**Records for the task**
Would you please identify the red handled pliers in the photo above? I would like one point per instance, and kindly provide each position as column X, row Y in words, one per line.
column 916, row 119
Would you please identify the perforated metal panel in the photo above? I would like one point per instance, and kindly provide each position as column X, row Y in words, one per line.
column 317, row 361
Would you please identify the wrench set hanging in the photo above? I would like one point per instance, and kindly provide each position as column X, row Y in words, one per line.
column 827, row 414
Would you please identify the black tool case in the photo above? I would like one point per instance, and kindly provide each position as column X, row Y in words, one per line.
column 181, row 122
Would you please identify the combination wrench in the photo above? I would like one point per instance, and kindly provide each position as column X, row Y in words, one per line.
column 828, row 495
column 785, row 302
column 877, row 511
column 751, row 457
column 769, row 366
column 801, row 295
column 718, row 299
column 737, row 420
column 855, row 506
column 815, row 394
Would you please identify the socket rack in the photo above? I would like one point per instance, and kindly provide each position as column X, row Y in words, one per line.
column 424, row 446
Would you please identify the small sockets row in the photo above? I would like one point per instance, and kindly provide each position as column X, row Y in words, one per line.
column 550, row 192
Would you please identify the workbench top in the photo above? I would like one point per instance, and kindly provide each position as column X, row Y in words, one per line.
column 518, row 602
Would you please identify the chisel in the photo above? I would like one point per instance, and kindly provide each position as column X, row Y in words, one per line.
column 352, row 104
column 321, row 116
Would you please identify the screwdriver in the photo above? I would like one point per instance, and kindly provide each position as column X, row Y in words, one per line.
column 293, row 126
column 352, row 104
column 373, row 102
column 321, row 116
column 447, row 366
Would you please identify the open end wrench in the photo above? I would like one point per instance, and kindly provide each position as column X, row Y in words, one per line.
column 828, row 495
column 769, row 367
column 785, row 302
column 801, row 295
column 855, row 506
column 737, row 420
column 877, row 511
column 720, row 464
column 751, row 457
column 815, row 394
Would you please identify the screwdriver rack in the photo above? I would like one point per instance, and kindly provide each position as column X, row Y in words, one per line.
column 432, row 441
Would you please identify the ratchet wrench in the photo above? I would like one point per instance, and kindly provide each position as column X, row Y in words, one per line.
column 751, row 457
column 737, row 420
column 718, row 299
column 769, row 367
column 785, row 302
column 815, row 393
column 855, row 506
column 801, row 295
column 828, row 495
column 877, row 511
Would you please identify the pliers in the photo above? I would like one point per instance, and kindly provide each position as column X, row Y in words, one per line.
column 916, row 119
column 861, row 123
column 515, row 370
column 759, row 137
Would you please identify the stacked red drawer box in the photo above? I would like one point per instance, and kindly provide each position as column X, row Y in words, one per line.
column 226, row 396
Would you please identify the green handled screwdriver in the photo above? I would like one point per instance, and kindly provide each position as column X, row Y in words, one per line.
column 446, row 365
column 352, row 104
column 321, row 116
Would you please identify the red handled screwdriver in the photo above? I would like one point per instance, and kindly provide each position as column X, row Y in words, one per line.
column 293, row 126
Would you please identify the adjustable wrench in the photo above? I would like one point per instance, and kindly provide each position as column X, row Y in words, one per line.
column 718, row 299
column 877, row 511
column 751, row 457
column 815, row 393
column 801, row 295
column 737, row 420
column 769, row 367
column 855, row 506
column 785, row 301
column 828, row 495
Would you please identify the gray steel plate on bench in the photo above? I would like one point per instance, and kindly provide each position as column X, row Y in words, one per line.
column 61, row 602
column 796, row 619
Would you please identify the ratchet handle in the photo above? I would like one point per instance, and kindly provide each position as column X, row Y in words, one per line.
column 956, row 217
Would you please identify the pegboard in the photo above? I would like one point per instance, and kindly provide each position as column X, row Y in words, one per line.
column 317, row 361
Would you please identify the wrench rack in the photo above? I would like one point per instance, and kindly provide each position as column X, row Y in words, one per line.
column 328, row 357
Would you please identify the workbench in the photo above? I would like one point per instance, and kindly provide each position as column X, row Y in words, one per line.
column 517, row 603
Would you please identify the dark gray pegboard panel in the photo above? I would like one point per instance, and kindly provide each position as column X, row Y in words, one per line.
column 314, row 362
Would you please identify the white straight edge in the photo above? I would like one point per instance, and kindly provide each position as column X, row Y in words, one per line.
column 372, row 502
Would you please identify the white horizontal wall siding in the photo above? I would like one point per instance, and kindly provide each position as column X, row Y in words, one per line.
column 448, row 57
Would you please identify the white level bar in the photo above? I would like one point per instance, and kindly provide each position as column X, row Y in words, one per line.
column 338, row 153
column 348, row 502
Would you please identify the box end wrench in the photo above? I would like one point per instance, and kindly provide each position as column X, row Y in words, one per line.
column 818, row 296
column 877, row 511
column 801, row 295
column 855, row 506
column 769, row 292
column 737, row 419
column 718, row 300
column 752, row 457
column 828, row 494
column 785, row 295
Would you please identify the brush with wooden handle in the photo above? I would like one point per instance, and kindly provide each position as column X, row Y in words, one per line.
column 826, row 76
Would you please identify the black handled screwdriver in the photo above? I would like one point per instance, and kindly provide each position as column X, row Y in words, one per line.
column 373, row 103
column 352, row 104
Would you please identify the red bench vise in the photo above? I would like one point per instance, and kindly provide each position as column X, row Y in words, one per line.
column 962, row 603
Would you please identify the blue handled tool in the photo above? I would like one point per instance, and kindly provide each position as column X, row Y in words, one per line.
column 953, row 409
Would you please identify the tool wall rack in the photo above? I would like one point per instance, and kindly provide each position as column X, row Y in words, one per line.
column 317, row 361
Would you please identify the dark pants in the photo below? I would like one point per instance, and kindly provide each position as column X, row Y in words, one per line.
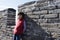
column 16, row 37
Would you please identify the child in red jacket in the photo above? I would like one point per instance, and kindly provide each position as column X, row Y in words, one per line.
column 19, row 28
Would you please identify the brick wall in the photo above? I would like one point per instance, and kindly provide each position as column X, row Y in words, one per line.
column 42, row 20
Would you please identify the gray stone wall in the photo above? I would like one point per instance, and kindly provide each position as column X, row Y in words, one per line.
column 42, row 20
column 7, row 22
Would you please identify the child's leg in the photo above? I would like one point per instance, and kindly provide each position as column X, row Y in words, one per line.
column 16, row 37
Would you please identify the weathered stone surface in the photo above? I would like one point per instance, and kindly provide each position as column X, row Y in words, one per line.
column 51, row 16
column 40, row 12
column 52, row 25
column 33, row 16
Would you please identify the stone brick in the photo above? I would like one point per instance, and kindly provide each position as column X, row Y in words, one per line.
column 42, row 20
column 53, row 20
column 49, row 25
column 40, row 12
column 51, row 16
column 33, row 16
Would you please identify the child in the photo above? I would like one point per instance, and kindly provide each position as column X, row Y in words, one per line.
column 20, row 26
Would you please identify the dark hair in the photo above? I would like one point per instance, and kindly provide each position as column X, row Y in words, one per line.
column 21, row 13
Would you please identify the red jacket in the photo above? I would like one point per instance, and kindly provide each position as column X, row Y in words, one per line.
column 19, row 27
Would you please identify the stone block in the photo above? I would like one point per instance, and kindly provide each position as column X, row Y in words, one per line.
column 49, row 25
column 40, row 12
column 42, row 20
column 51, row 16
column 33, row 16
column 53, row 20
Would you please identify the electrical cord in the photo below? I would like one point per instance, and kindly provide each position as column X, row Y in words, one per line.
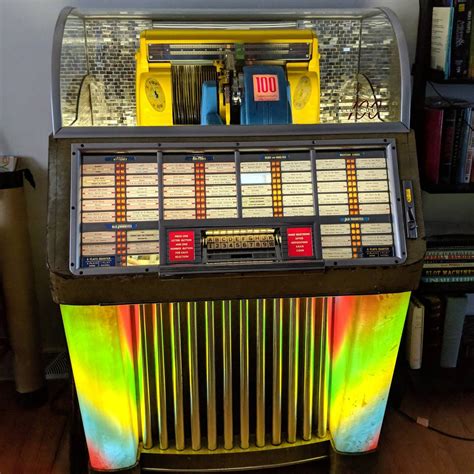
column 423, row 422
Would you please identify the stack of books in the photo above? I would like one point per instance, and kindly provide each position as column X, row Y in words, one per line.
column 448, row 143
column 439, row 332
column 452, row 44
column 449, row 260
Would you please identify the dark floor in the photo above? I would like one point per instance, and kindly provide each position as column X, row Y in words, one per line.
column 36, row 441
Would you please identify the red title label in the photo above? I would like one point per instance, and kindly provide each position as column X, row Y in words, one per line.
column 265, row 88
column 300, row 242
column 181, row 246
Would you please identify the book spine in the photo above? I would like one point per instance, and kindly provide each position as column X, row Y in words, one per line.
column 461, row 39
column 414, row 341
column 447, row 145
column 457, row 145
column 470, row 153
column 471, row 49
column 432, row 330
column 453, row 325
column 432, row 144
column 465, row 147
column 446, row 279
column 431, row 272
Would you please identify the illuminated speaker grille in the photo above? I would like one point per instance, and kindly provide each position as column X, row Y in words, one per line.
column 233, row 374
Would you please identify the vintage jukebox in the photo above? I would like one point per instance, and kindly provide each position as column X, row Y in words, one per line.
column 234, row 230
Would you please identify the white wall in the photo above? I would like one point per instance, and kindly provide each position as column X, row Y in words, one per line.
column 26, row 29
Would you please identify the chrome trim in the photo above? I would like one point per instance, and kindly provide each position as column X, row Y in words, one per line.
column 293, row 359
column 227, row 373
column 55, row 99
column 260, row 379
column 244, row 374
column 193, row 375
column 277, row 369
column 308, row 371
column 160, row 376
column 177, row 374
column 229, row 14
column 210, row 375
column 234, row 131
column 405, row 70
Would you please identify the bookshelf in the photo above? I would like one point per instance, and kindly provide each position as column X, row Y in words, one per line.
column 449, row 215
column 423, row 78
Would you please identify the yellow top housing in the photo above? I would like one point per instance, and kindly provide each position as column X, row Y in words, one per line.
column 296, row 50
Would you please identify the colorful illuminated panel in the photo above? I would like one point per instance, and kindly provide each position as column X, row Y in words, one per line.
column 112, row 349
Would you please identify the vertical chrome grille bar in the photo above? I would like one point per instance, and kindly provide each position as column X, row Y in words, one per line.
column 193, row 375
column 277, row 369
column 293, row 357
column 211, row 376
column 244, row 374
column 324, row 368
column 177, row 374
column 308, row 382
column 261, row 316
column 160, row 377
column 144, row 381
column 227, row 373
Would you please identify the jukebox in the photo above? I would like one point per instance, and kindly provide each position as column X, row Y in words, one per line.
column 233, row 231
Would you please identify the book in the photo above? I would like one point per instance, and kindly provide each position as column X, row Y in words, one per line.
column 447, row 145
column 456, row 271
column 466, row 351
column 447, row 279
column 441, row 34
column 414, row 334
column 460, row 38
column 466, row 172
column 432, row 139
column 452, row 331
column 433, row 321
column 461, row 159
column 460, row 131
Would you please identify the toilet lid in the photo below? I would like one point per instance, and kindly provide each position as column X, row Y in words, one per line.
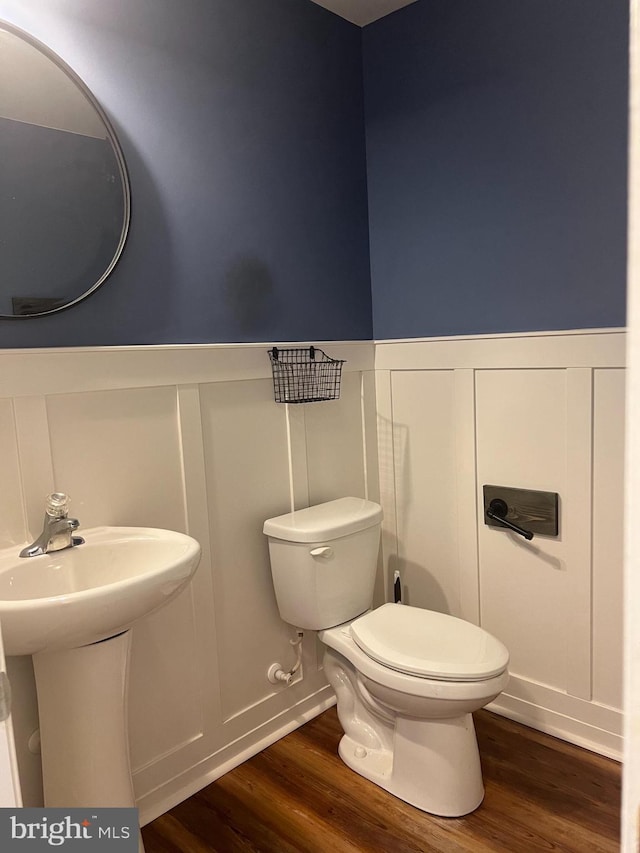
column 429, row 644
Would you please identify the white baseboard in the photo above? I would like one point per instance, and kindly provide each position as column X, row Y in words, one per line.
column 178, row 789
column 553, row 723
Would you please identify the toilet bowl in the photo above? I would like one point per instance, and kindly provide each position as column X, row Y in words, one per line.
column 407, row 680
column 413, row 734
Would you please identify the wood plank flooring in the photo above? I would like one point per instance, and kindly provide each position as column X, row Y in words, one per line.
column 298, row 797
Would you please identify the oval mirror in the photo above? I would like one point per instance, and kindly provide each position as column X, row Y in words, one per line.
column 64, row 191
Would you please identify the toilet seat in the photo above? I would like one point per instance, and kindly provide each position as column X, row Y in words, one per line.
column 341, row 640
column 428, row 644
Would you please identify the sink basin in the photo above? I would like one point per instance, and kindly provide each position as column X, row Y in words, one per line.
column 92, row 591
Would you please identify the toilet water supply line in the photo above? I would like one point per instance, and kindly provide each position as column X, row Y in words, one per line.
column 276, row 673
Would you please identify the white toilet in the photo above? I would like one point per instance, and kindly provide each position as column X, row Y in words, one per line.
column 407, row 680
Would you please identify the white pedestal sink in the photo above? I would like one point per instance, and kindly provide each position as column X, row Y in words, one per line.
column 72, row 610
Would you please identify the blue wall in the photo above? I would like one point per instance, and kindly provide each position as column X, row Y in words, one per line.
column 242, row 127
column 496, row 155
column 495, row 161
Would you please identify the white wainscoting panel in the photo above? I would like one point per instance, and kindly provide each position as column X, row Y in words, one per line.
column 521, row 437
column 536, row 410
column 118, row 454
column 187, row 438
column 12, row 521
column 608, row 482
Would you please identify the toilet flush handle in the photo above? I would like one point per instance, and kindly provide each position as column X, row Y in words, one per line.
column 323, row 551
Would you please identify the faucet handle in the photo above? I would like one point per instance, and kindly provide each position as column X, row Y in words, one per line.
column 57, row 505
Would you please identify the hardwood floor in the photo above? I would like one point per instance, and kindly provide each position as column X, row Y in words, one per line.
column 298, row 797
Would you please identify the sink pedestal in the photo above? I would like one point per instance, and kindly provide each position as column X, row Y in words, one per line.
column 82, row 702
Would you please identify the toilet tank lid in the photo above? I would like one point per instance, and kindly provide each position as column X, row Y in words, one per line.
column 325, row 521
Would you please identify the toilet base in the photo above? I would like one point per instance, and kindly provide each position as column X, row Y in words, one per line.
column 434, row 765
column 431, row 761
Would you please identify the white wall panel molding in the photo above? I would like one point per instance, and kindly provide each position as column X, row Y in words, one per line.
column 466, row 486
column 36, row 466
column 62, row 371
column 386, row 476
column 576, row 520
column 580, row 348
column 14, row 460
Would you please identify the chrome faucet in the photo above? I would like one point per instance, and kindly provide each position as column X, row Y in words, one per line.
column 57, row 529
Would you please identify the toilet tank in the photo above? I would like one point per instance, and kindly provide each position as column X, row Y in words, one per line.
column 323, row 561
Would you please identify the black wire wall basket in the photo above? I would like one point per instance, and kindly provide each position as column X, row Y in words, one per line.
column 304, row 375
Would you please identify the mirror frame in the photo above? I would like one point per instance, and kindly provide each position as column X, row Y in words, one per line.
column 122, row 168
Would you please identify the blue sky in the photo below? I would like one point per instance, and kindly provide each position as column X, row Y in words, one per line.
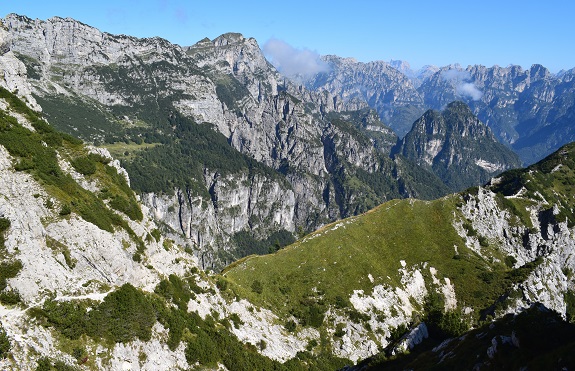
column 421, row 32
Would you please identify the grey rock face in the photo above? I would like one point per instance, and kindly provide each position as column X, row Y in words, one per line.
column 135, row 85
column 457, row 147
column 529, row 110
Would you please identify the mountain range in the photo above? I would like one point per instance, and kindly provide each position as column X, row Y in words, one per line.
column 132, row 170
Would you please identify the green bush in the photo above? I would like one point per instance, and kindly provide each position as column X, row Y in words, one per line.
column 124, row 315
column 9, row 270
column 257, row 287
column 84, row 165
column 4, row 343
column 65, row 210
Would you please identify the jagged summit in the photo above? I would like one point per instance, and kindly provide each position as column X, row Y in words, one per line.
column 456, row 146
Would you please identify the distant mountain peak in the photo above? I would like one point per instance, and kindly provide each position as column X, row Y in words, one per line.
column 456, row 146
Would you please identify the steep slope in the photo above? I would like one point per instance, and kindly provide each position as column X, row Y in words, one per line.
column 529, row 110
column 384, row 88
column 484, row 252
column 88, row 281
column 237, row 153
column 536, row 338
column 457, row 147
column 520, row 106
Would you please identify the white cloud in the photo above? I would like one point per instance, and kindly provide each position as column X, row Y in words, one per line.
column 293, row 62
column 469, row 90
column 461, row 80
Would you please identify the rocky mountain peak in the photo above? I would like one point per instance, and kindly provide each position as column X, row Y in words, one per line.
column 456, row 146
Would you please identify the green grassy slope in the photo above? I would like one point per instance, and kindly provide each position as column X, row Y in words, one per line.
column 324, row 268
column 336, row 260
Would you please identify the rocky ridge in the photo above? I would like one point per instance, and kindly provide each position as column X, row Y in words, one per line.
column 457, row 147
column 131, row 85
column 529, row 110
column 67, row 259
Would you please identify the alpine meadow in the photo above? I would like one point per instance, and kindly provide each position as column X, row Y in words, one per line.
column 168, row 207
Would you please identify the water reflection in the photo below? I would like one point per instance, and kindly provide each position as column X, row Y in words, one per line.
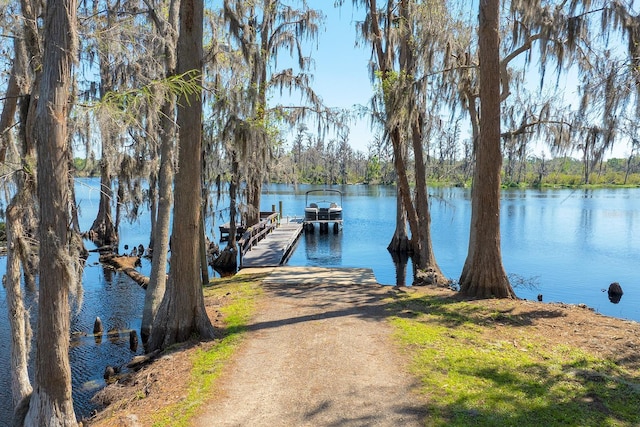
column 401, row 261
column 323, row 248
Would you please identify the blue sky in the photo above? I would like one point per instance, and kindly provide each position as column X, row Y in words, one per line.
column 340, row 71
column 341, row 76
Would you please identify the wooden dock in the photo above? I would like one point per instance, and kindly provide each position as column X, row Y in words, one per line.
column 275, row 248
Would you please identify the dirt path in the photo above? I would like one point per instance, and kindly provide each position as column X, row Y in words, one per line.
column 319, row 353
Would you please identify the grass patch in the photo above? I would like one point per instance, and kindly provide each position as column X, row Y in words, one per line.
column 239, row 296
column 484, row 367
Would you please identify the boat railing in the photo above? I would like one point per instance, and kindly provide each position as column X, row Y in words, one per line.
column 255, row 233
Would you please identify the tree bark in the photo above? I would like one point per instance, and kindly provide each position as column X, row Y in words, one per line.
column 483, row 274
column 158, row 278
column 51, row 402
column 18, row 316
column 181, row 313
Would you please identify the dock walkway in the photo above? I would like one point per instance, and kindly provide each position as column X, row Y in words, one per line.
column 274, row 249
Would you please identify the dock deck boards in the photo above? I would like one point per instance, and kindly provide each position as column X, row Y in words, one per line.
column 272, row 250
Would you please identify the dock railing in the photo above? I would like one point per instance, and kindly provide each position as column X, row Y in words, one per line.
column 268, row 222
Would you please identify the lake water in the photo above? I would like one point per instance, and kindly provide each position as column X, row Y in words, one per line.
column 571, row 244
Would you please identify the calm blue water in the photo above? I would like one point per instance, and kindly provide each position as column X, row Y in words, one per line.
column 571, row 243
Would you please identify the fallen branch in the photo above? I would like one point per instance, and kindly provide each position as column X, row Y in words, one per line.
column 126, row 264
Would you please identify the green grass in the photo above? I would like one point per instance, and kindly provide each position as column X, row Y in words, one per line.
column 472, row 376
column 240, row 293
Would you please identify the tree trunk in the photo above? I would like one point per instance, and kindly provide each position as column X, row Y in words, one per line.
column 18, row 315
column 158, row 277
column 182, row 313
column 16, row 244
column 425, row 259
column 160, row 236
column 483, row 274
column 400, row 241
column 103, row 231
column 51, row 402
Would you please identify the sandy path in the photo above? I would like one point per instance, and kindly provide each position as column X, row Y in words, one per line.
column 318, row 354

**The request**
Retype the rows above, from the one containing "Would you please identify the green grassy" down to the one containing "column 67, row 259", copying each character for character.

**Reply to the task**
Would you please identify the green grassy slope in the photo above? I would like one point per instance, and kindly provide each position as column X, row Y in words, one per line.
column 324, row 268
column 336, row 260
Would you please identify the rocky ridge in the photo above? I would like one point per instance, and kindly provide each position as column X, row Y in words, one per line.
column 457, row 147
column 131, row 85
column 529, row 110
column 67, row 259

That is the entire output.